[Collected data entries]
━━━━
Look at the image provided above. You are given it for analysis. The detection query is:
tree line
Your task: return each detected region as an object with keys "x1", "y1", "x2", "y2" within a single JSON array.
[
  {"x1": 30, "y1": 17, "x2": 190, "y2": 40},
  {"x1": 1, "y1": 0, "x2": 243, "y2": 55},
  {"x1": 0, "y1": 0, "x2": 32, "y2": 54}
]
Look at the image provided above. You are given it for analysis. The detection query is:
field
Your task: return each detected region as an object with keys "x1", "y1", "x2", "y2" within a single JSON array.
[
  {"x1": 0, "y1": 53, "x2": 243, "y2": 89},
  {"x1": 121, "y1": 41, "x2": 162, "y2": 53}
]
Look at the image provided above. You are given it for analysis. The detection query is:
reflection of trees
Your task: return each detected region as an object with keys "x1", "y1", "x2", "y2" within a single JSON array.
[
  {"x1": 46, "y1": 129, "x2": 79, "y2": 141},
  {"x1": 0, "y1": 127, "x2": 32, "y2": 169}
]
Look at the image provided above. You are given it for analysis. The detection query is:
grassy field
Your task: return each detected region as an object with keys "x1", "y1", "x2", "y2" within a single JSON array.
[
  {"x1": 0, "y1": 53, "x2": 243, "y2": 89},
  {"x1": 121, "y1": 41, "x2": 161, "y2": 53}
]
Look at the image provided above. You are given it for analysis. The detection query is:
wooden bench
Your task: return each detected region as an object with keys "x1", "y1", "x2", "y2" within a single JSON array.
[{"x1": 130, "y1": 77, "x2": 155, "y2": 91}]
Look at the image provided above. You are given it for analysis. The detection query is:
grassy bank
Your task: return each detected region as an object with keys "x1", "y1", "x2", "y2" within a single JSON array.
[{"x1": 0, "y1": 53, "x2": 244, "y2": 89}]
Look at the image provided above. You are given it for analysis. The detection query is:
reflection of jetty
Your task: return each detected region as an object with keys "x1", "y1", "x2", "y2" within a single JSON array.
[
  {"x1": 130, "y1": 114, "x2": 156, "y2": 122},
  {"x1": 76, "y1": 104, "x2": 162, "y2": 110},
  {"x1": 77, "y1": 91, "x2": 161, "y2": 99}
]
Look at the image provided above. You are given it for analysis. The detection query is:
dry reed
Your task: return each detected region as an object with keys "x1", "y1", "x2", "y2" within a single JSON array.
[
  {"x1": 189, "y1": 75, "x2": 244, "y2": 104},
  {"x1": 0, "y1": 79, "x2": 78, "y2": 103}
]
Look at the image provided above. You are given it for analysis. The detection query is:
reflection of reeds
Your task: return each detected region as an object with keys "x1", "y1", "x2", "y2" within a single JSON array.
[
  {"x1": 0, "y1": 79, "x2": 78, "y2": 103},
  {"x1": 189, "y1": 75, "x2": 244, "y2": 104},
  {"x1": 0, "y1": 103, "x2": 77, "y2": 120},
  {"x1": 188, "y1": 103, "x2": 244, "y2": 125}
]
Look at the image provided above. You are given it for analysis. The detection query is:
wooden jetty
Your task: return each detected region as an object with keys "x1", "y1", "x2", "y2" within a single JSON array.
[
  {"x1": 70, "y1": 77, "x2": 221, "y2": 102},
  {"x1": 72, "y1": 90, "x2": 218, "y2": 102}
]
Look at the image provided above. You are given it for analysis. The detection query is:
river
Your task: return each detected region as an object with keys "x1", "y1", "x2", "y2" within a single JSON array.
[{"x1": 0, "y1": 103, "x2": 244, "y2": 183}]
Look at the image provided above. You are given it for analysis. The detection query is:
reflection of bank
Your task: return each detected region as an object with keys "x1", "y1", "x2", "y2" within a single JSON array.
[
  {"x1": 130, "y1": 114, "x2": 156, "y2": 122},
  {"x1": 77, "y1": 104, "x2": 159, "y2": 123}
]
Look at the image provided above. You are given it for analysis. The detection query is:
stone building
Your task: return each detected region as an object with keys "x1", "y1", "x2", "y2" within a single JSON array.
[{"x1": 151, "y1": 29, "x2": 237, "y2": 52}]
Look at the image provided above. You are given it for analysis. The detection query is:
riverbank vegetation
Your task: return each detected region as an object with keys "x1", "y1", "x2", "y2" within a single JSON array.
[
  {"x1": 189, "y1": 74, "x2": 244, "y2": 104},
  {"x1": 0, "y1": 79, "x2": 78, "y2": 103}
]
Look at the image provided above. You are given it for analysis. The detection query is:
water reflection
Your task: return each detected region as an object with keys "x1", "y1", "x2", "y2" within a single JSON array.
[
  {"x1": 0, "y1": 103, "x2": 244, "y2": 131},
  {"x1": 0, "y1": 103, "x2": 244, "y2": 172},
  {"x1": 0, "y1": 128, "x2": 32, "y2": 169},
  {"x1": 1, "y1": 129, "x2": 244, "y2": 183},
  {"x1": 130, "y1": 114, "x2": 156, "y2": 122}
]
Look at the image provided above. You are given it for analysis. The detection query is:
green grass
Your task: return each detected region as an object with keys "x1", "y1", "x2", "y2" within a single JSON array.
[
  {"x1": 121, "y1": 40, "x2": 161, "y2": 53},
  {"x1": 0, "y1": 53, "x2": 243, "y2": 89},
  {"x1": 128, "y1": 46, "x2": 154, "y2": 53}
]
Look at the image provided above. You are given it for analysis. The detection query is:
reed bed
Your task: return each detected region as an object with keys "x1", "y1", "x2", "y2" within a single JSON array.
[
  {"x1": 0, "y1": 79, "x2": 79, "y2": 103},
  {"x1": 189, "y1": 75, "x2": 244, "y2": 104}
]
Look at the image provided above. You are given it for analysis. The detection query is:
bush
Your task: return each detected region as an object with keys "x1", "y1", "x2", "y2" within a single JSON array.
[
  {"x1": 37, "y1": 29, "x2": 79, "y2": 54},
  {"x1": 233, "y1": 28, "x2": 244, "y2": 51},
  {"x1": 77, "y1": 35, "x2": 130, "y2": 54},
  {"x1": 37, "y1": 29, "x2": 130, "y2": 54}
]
━━━━
THE PROBLEM
Find the lines above that contain the string "reflection" and answer with how many there are, nothing else.

TASK RESULT
5